_Requirement:_ Copy out the data below with every "pictured above" replaced by "shown in the image" and everything else unchanged. Omit the pictures.

___

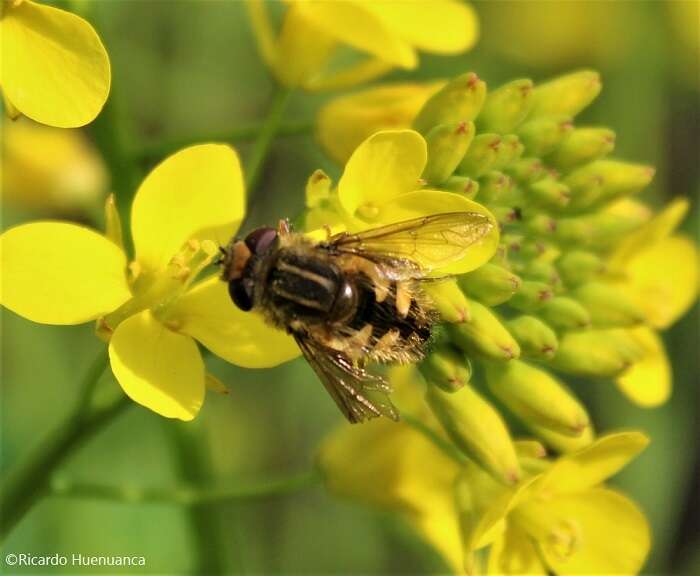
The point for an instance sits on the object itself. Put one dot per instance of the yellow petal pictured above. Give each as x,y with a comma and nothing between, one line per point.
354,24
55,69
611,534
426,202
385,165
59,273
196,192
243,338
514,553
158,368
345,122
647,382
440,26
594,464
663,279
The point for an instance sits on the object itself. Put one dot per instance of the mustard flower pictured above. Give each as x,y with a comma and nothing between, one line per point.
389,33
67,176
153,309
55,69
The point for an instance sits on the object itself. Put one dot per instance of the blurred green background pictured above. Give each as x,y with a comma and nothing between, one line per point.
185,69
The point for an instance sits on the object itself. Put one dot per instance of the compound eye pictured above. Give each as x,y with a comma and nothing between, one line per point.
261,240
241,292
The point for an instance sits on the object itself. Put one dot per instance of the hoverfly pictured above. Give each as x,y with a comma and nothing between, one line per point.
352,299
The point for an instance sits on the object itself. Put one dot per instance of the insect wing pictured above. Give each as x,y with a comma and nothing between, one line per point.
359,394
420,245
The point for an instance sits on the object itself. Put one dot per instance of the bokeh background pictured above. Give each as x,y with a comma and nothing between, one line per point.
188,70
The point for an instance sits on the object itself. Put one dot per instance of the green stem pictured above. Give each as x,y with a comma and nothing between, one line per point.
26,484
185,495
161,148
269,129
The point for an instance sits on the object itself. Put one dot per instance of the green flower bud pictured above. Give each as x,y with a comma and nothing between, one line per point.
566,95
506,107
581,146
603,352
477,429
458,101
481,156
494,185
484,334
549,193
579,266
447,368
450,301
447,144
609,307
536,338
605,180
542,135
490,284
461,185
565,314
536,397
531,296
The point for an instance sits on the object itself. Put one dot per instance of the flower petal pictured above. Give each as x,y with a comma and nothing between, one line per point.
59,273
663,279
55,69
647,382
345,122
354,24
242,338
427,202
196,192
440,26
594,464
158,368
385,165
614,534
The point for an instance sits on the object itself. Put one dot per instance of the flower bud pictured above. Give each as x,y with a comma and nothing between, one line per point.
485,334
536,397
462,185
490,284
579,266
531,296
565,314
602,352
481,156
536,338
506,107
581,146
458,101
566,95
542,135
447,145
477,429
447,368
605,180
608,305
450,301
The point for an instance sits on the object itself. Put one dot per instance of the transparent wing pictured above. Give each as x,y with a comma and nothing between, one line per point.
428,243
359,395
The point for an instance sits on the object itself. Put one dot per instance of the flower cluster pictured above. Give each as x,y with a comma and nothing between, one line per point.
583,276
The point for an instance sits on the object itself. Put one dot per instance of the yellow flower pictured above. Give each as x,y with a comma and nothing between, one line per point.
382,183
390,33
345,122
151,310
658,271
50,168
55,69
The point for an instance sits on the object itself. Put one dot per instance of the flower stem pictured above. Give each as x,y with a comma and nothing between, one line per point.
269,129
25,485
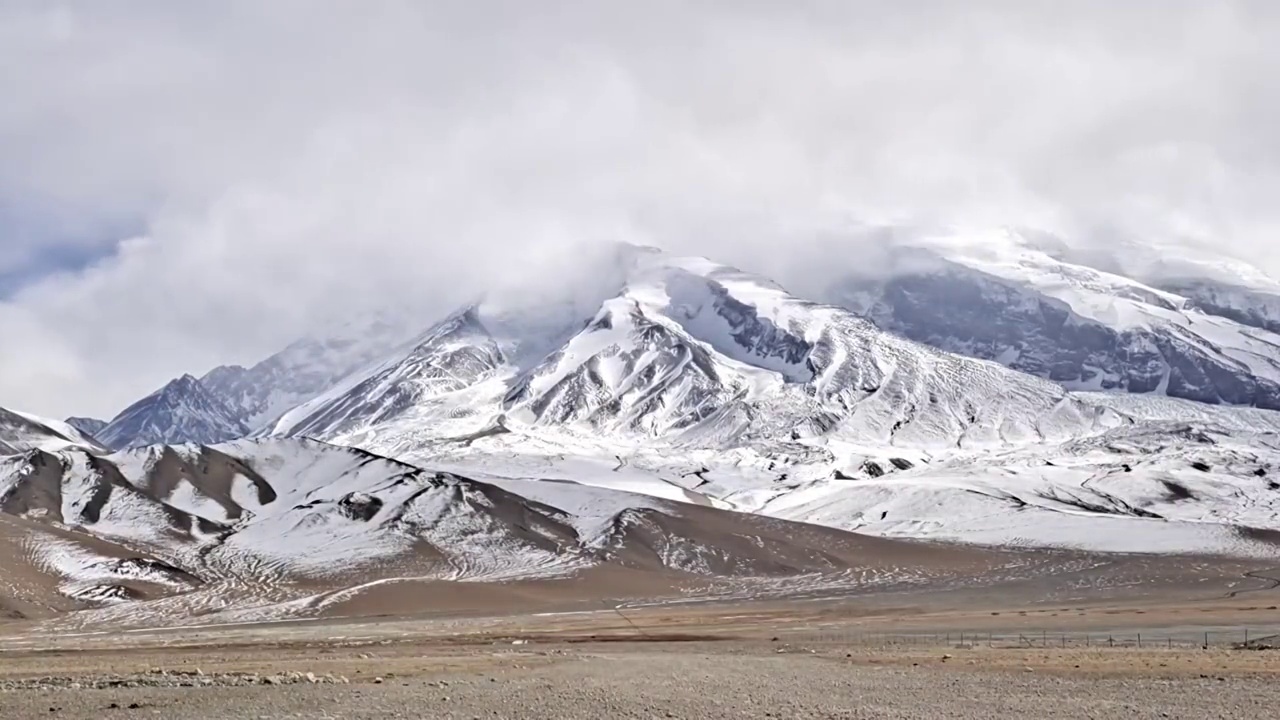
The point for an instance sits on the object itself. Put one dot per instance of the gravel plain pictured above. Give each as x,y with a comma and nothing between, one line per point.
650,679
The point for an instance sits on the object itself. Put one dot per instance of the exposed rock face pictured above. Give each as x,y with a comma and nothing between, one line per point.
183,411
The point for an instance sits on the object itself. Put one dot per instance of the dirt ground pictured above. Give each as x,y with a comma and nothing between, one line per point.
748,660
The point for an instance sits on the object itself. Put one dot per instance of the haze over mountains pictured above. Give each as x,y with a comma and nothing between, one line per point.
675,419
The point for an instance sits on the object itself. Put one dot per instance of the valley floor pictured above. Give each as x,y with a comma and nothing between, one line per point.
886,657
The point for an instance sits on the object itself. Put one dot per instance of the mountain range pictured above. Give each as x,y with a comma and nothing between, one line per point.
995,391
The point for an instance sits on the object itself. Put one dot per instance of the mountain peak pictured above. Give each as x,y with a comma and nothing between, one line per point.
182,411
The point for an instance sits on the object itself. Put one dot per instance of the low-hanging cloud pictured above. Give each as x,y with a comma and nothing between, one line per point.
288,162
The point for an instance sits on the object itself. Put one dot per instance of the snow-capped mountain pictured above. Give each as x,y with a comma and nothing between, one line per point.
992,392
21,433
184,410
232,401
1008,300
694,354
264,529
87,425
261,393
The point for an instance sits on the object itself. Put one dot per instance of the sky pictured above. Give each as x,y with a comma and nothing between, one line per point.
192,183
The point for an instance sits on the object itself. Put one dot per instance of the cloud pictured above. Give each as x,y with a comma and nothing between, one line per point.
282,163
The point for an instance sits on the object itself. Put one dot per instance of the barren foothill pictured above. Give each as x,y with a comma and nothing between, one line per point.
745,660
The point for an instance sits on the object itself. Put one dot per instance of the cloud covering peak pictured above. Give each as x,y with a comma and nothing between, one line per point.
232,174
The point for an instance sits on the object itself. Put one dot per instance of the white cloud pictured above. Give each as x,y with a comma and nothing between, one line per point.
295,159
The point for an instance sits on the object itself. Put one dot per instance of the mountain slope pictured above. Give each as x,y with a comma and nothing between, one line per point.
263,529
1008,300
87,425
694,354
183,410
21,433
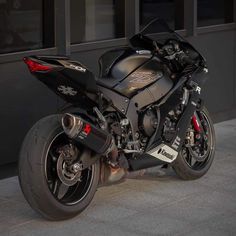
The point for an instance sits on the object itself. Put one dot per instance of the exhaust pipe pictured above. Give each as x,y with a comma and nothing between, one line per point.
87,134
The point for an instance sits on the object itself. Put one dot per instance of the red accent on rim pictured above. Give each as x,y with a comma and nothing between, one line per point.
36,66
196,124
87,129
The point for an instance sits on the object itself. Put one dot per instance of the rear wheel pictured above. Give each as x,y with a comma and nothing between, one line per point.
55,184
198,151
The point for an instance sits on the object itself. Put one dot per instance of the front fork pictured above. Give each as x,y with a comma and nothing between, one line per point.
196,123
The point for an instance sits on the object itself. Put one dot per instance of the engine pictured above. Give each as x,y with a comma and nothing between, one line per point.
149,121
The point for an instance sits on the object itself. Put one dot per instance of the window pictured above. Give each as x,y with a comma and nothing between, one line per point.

___

_Solution for this task:_
The point for an instance sits on the object itself. Put one dot per instance of the yellow petal shown in the image. Give each as x,y with a comma and nothing between, one line per point.
354,24
55,69
611,534
426,202
385,165
59,273
196,192
243,338
514,553
158,368
345,122
647,382
440,26
594,464
663,279
The point for an instance sits on the object itself. Put one dot per instance of the mustard flower shown in the image. Give each as x,y with a comma and nothing between, one line per point.
389,33
67,176
153,309
55,69
The point for an instance sits on the object itself. Put one dot per instance of the blurred green background shown in the image. Give each as x,y with a comma and nothing between, one line per point.
185,69
The point for an instance sits on the object itself. Put one dot per instance of the compound eye shown in the image. Give each as x,y with a comma and nothing between, one line per point.
261,240
241,292
The point for an instance sits on the object itself. Put one dot per instance of the hoverfly shown in the image. Give each as x,y with a comma and nothing between, one line per point.
352,299
The point for an instance sits on the object itself. Put one dot per instance of the insect wing shown in the image. Give each as x,y with a comma and nothing between, one line per point.
359,394
420,245
The point for an instance sits on the object itself. Put one dot per instance of the bokeh background shown in the image. Give each as x,y with a comma and nothing between, one line per point.
188,70
The point for an instance sits on the object itself. Put one dot per instance of the green stem shown in the image. Give each as x,y with a comma and nothing between, one line per point.
26,484
185,495
161,148
269,129
The point for an instance sits on the object itself. Put one dot per instance of the green flower bud shown in the image. Give each as x,y with a comma and nothing between, one line per point.
566,95
506,107
581,146
603,352
477,429
458,101
481,156
494,185
484,334
549,193
579,266
447,368
450,301
447,144
609,307
536,338
605,180
542,135
490,284
461,185
565,314
536,397
531,296
The point for an instance sits on the object itself. Put one dot per instance of the flower petal shown in the image. Give each as x,y with a comma and nothing between, one line per point.
59,273
663,279
55,69
647,382
345,122
354,24
242,338
427,202
196,192
440,26
594,464
158,368
385,165
614,534
The point for an instance sits on the object itself. Put one dot per instance of the flower bud shown in the image. Give each as x,y with a comma and nothing between, one line per point.
485,334
536,397
462,185
490,284
579,266
531,296
565,314
602,352
481,156
536,338
506,107
581,146
458,101
566,95
542,135
447,145
477,429
447,368
605,180
608,305
450,301
The point for an instance sits on the object itself. Put one dot per instance of the transparent wing shown in the image. Give each as x,y with a comma and nothing between, one line per point.
428,243
359,395
The point for an instance sits on the object itself. Put one dot per instance of the flower cluster shown in the image. Give each as x,y with a comma and nothing between, one line per point.
583,276
The point for an instance sits on the object itself. Put one dot per instance of the yellow flower shown in the image. Give each as x,y with a comma and nothing between, one line per point.
382,183
390,33
345,122
151,310
658,271
50,168
55,69
The point for an instance sits on the object itself. Put one dot per instance of the flower stem shown in the image. Give each as x,y with a comma and nothing between, one line per point.
269,129
25,485
The point for an instance sits on the object itself. Put one dot per instance of the gravel plain shown in the image. Give each as x,y with a comma and nothing between, one line per point.
650,679
The point for an instance sits on the object itself. Put one dot per instance of the exposed rock face shown in the image. Give each as x,y with a comma and nothing between, one line per point.
183,411
The point for an instance sits on the object itself. Put one dot per instance of the dirt ground shown in the image. Give each as x,y with a comma and nothing between, one line per point.
748,660
The point for an instance sits on the object itself. Put one dot per instance of the haze over mountains shown in the image. Give each as x,y with a comma and nothing between, one line per point.
675,419
The point for an instance sits on the object itself. Put one dot per instance of the valley floor shown in the image. Give each as x,y with a comma and nothing between, one line per point.
886,657
The point for an instance sits on the object itself. Put one dot per instance of the mountain range shown in the image. Give each as x,y with a comma and nothing between, one line per point.
995,391
The point for an instance sits on the object itself. Put one dot per instance of the mountain peak shown in the image. Give each as x,y with a comma and nothing between, one line per point.
182,411
The point for an instance sits on the object itself. Put one dot per instance of the low-hanging cloud shown in the image. Give each as x,y with a comma and nothing between, one line per point.
288,162
The point for an instance sits on the object itself. Put one dot per instance of the snow-capped mountain shown in the image. Give each as x,y with a comma and nothing between, one line per point.
992,392
21,433
184,410
232,401
1008,300
694,354
264,529
87,425
261,393
The point for an instance sits on the object itself. Put one dot per instance of the sky shown in the image. Give each as x,y with a comma and nothing between, one line per point.
192,183
The point for an instance sits on the object itself. Put one dot per instance of the cloud shown in the image. Give each as x,y with a comma and nothing between, one line per point.
282,163
The point for an instance sits on the object itself. Put one dot per instance of the barren foothill shown in the image. Give each as x,y with a comma and nothing between, one line per point.
745,660
The point for an instance sits on the object itself. Put one dot per instance of the cloud covering peak shown in the image. Give each as x,y with a comma and nothing between, one line per point.
232,174
The point for an instance sits on the object itself. Put one dot per instance of the white cloud shown in the image. Give each as x,y with a comma and nothing between, one line per point.
295,159
The point for an instance sits on the object itself. Put one dot per instance of the mountain slope shown in the image. Give each as x,y with a comma and nothing between, one line per point.
263,529
1008,300
87,425
694,354
183,410
21,433
The point for an instance sits on the object itself. Put one dot per instance of the exhaust pipe shown in the image. Give each as x,y with a comma and nothing between, one line per point.
87,134
The point for an instance sits on the object itself. Put one dot per instance of the red accent on rim shown in the image. Give each as x,y with a comma and nothing between, one line per point.
36,66
196,124
87,129
The point for an instance sits on the object itself. Put one dot per instance of the rear wheel shown in the image. Give each as x,y with a comma and nothing between, one line per point.
55,184
198,151
The point for an instance sits on the object itself. Put one dot per instance of the front fork shown in the image. Give each as x,y with a comma and nothing between, one line per point.
196,123
The point for an instance sits on the object itself. Put one dot per instance of the engine shown in the image. Give each as x,y with a comma and nothing between, one line per point.
149,121
The point for an instance sits on the object itself. Put one dot per instance of the window shown in the image. Give each as x,y with a comma and nothing between, one line per point.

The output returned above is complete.